Data for the task>

....................

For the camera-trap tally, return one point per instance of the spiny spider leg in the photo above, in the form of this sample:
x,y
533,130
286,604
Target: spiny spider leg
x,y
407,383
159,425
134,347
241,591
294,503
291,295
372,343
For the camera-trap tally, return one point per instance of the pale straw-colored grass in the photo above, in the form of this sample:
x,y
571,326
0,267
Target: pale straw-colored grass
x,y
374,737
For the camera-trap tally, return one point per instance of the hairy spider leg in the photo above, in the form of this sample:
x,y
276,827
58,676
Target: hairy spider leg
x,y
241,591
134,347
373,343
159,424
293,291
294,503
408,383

....................

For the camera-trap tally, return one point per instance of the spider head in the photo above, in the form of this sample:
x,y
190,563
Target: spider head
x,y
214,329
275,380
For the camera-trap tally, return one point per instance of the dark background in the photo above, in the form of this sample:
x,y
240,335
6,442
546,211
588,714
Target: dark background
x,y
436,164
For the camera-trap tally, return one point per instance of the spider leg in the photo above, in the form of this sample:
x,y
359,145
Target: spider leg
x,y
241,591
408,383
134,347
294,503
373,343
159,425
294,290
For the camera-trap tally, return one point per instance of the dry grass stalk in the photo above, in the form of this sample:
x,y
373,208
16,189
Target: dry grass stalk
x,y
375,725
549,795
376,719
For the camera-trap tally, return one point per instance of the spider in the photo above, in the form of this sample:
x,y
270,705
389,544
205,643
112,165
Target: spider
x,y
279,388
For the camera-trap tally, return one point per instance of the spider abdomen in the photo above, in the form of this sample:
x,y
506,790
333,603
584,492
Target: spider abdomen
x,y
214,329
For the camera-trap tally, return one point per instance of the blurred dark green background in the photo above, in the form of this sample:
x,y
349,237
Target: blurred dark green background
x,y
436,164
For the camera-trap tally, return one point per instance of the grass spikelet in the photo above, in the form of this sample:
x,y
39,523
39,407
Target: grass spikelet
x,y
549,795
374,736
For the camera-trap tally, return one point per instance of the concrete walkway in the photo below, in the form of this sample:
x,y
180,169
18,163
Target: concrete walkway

....................

Work required> Look through the data above. Each line containing the word "concrete" needs to be copied.

Exercise response>
For the camera-trap tally, return one point per instance of the concrete walkway in the photo below, in the form of this sample:
Target: concrete walkway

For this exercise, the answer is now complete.